> _Problems and tasks_:
**A)** From the passage on MICs and MBCs, extract the text from "The MICs and" to "h of exposure.".
**B)** Name every antibiotic that the passage on MICs and MBCs mentions.
Passage to read section start
MICs, MBCs, and protein determinations.

The MICs and MBCs of dalbavancin, vancomycin, and linezolid for MRSA and MSSA grown in MHB and MHBRE are shown in Table 1. The total protein concentrations were 32 mg/ml in rat plasma and 29.7 mg/ml in pouch exudates (averages of two determinations). Figure 1 shows the time-kill curves for dalbavancin and vancomycin versus the MRSA strain. At 10 mg/liter, both compounds reduced the viable count by at least 99.9% by 24 to 48 h of exposure.

TABLE 1.

In vitro activities of dalbavancin, vancomycin, and linezolid against ATCC 19636 (MSSA) and SA 1400 (MRSA) in the presence and absence of rat granuloma exudates

Strain	Antibiotic	MIC (mg/liter)^a in:		MBC (mg/liter)^a in:
Strain	Antibiotic	MHB	MHBRE	MHB	MHBRE
ATCC 19636	Dalbavancin	≤0.13-0.25	4	2	32
	Vancomycin	0.5-2	2	128	32
	Linezolid	4	2	4	2
SA 1400	Dalbavancin	0.25-0.5	2-4	16-32	8-32
	Vancomycin	1-2	2	16-128	4-16
	Linezolid	2-4	2-8	8	4-8

Open in a new tab

Ranges are from three experiments.

FIG. 1. — In vitro bactericidal activities of dalbavancin (a) and vancomycin (b) against MRSA SA 1400 in the presence of 50% rat exudate.
Passage to read section end
Supplied material section start
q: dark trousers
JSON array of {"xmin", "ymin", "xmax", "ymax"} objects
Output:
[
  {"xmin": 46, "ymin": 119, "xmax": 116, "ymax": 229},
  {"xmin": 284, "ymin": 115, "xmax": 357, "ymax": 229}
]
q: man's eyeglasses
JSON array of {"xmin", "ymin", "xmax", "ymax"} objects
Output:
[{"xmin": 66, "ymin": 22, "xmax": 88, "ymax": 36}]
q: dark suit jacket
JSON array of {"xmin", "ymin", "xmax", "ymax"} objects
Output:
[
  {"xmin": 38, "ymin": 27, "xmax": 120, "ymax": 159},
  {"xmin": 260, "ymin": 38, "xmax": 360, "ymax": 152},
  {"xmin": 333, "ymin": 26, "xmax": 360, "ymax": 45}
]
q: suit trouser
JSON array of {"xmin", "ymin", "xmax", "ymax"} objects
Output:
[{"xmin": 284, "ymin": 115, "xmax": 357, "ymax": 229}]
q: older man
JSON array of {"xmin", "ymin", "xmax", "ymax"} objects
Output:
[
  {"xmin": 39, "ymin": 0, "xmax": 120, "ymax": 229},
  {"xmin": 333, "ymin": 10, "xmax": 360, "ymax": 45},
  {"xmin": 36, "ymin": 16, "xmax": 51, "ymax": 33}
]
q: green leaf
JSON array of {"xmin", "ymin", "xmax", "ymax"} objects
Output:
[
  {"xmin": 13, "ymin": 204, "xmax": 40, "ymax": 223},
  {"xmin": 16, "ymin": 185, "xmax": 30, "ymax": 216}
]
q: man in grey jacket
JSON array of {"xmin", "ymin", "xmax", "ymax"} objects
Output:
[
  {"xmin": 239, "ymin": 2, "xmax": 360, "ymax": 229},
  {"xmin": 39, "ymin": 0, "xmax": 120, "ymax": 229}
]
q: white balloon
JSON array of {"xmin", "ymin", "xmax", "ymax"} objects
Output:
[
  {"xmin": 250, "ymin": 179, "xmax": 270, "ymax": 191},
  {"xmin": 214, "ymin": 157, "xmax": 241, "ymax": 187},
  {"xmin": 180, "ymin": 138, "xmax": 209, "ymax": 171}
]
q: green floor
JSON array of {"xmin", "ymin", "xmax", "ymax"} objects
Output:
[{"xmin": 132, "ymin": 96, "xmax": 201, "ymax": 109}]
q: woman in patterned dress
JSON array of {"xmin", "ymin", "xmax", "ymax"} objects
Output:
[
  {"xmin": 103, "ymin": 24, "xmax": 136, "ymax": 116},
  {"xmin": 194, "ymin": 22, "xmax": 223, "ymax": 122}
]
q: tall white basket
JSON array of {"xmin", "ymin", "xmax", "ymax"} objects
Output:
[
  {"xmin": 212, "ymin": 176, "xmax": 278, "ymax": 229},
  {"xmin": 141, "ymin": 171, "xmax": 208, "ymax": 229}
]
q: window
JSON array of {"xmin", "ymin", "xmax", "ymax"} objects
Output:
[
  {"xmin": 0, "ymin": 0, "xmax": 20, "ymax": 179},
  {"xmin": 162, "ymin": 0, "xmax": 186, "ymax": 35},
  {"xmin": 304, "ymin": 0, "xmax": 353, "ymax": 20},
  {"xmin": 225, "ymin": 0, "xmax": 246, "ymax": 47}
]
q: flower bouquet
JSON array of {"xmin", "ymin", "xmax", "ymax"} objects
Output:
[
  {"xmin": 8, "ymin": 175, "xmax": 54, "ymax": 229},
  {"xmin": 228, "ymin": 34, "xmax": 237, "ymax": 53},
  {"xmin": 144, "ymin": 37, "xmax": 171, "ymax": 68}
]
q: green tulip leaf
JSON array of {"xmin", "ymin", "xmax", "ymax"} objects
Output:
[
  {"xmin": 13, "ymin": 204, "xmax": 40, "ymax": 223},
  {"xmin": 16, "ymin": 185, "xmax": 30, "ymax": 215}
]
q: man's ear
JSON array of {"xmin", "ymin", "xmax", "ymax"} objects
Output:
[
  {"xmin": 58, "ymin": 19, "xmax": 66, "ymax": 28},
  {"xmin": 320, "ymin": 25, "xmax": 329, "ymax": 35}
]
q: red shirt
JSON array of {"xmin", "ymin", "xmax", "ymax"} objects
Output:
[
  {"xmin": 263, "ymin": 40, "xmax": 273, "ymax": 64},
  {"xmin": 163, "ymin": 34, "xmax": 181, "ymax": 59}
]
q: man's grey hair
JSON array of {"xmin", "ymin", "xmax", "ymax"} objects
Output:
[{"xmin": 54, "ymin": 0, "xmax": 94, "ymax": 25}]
Supplied material section end
> _Responses by item number_:
**A)**
The MICs and MBCs of dalbavancin, vancomycin, and linezolid for MRSA and MSSA grown in MHB and MHBRE are shown in Table 1. The total protein concentrations were 32 mg/ml in rat plasma and 29.7 mg/ml in pouch exudates (averages of two determinations). Figure 1 shows the time-kill curves for dalbavancin and vancomycin versus the MRSA strain. At 10 mg/liter, both compounds reduced the viable count by at least 99.9% by 24 to 48 h of exposure.

**B)** Dalbavancin, vancomycin, and linezolid.